* [What the task requires]: Which lines below contain the word "trash"? Pick out each of those lines and copy it in full.

* [Records shown]:

________

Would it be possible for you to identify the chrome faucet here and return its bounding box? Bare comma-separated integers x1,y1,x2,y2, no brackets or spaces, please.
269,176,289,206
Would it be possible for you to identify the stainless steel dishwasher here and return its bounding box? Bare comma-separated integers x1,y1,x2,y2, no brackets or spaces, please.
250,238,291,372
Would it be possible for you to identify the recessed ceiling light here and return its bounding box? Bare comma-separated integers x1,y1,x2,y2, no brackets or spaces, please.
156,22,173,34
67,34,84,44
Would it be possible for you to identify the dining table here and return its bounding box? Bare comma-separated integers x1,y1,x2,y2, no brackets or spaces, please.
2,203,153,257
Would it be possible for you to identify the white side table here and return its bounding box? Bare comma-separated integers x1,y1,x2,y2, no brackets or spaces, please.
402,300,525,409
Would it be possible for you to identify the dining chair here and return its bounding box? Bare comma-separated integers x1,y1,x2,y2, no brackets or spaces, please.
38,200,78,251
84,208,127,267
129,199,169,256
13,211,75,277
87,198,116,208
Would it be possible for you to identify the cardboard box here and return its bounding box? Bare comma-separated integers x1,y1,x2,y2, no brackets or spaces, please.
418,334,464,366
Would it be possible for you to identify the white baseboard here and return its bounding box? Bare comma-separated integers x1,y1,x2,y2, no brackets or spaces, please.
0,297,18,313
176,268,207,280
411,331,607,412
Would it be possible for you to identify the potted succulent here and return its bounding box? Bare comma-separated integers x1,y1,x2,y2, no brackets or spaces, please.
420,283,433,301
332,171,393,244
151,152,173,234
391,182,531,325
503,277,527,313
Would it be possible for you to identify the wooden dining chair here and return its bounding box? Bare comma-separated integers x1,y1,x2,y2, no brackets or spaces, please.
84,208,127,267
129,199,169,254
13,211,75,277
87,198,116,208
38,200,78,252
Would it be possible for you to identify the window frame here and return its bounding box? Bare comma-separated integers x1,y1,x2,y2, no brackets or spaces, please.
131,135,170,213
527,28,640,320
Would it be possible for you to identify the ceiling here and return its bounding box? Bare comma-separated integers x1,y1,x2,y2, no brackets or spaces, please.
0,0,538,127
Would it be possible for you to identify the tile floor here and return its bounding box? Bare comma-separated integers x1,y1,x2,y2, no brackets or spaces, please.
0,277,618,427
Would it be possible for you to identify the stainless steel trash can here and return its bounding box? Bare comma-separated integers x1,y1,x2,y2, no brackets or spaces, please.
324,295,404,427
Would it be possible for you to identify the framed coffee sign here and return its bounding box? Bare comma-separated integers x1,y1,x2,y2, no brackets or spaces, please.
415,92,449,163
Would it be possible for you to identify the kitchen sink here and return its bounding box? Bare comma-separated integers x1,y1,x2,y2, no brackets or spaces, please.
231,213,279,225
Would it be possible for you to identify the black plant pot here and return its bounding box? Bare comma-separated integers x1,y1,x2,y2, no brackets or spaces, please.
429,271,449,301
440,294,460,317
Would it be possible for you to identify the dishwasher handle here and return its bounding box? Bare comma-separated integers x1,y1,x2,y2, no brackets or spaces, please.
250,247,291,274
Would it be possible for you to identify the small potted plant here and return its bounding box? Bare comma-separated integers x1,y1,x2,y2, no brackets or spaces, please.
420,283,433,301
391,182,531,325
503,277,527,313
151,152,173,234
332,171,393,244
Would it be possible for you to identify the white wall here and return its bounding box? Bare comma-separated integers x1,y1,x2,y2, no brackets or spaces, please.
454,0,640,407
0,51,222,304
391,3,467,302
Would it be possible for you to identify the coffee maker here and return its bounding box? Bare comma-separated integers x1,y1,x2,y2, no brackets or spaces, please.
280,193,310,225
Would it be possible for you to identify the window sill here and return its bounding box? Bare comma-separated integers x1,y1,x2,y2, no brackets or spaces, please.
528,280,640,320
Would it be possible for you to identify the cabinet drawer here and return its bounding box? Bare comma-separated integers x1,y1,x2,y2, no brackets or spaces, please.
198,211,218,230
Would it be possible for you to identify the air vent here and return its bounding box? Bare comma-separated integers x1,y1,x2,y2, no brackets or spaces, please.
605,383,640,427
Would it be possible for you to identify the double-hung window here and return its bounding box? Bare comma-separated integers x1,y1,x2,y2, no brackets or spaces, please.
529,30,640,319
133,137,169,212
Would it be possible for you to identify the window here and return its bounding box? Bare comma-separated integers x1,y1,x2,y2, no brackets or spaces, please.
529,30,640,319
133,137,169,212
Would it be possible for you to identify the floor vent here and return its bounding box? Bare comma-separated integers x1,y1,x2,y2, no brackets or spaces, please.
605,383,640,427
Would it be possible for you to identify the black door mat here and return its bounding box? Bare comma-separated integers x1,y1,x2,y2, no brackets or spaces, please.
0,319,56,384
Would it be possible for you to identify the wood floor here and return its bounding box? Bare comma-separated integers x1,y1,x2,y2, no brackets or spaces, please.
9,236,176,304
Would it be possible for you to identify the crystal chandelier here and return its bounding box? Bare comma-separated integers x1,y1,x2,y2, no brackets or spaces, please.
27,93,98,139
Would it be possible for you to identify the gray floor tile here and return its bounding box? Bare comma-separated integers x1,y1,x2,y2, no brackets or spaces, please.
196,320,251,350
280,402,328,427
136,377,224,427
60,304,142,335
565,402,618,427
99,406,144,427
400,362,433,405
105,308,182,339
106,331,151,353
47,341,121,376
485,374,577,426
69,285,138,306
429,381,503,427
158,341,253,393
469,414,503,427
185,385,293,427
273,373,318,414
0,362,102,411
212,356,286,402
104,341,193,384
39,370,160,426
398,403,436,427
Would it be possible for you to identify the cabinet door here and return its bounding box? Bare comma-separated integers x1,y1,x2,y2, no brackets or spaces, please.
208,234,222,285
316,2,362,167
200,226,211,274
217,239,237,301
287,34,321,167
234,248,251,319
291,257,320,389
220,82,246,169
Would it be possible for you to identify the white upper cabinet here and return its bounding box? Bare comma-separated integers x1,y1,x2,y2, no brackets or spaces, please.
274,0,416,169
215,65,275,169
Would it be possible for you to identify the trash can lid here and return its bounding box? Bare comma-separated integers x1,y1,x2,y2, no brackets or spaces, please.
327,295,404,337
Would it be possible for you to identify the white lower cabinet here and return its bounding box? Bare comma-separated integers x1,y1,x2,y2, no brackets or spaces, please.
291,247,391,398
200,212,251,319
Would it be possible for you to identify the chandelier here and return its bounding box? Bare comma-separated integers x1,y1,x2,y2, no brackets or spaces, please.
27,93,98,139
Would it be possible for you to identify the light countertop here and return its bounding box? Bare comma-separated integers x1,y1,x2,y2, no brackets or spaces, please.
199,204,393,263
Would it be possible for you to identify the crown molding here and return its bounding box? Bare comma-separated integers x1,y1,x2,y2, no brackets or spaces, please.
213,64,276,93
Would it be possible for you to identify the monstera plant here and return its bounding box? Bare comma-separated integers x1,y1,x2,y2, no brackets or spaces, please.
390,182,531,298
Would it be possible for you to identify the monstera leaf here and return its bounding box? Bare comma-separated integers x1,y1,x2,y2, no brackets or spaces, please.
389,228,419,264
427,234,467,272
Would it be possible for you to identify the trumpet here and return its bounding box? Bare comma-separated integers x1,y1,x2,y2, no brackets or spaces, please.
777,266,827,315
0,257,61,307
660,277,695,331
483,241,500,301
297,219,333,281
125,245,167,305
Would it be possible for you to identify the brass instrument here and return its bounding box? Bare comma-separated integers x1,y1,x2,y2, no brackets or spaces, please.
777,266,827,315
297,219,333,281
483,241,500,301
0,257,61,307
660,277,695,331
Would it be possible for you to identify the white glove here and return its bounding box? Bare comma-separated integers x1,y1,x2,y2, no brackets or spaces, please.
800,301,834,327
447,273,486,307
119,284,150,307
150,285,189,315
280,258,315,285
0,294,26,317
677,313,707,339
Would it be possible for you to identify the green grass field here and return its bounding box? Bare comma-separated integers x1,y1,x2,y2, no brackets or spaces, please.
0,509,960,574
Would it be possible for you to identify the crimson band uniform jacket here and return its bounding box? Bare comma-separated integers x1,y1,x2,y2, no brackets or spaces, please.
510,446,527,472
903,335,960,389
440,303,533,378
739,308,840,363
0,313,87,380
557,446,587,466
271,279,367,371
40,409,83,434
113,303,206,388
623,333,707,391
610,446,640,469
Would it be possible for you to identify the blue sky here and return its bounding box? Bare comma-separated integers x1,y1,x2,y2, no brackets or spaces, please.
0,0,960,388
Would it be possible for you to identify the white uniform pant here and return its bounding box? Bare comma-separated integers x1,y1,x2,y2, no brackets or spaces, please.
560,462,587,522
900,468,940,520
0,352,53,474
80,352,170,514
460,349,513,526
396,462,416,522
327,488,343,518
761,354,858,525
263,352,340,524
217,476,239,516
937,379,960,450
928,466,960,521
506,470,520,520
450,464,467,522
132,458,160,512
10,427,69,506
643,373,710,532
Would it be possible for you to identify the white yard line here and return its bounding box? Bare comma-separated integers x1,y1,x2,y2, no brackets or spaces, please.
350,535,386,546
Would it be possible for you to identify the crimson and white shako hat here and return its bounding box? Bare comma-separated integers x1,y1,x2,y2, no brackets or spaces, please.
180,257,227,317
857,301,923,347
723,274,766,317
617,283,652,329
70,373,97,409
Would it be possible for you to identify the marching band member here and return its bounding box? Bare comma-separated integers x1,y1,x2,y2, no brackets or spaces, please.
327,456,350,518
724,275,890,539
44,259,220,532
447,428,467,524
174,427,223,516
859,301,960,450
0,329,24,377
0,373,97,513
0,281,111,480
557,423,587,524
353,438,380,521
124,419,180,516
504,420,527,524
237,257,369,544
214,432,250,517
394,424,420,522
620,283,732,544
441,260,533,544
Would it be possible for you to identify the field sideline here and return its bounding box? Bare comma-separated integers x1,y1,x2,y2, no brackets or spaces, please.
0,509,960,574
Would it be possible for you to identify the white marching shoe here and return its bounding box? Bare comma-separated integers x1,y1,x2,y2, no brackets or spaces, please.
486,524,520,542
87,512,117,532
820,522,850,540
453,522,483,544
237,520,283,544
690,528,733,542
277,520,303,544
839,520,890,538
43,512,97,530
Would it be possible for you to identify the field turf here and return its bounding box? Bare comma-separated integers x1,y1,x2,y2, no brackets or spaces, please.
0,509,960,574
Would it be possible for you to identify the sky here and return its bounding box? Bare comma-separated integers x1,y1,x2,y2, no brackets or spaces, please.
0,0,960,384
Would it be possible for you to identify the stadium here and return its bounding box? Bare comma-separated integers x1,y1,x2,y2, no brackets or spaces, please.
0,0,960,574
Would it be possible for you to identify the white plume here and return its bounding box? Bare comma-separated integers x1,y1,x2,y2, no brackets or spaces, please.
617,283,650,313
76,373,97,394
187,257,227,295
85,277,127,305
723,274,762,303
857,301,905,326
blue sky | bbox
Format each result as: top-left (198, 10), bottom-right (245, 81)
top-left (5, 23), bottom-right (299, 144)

________

* [Worked answer]:
Would it be possible for you to identify the stainless steel trash can here and return its bounding box? Bare comma-separated integers x1,y1,x2,y2, no brackets or spaces, please.
Would it be possible for you to identify the trash can lid here and return its bounding box? Bare comma-separated integers x1,y1,x2,y2, no brackets or spaces, please.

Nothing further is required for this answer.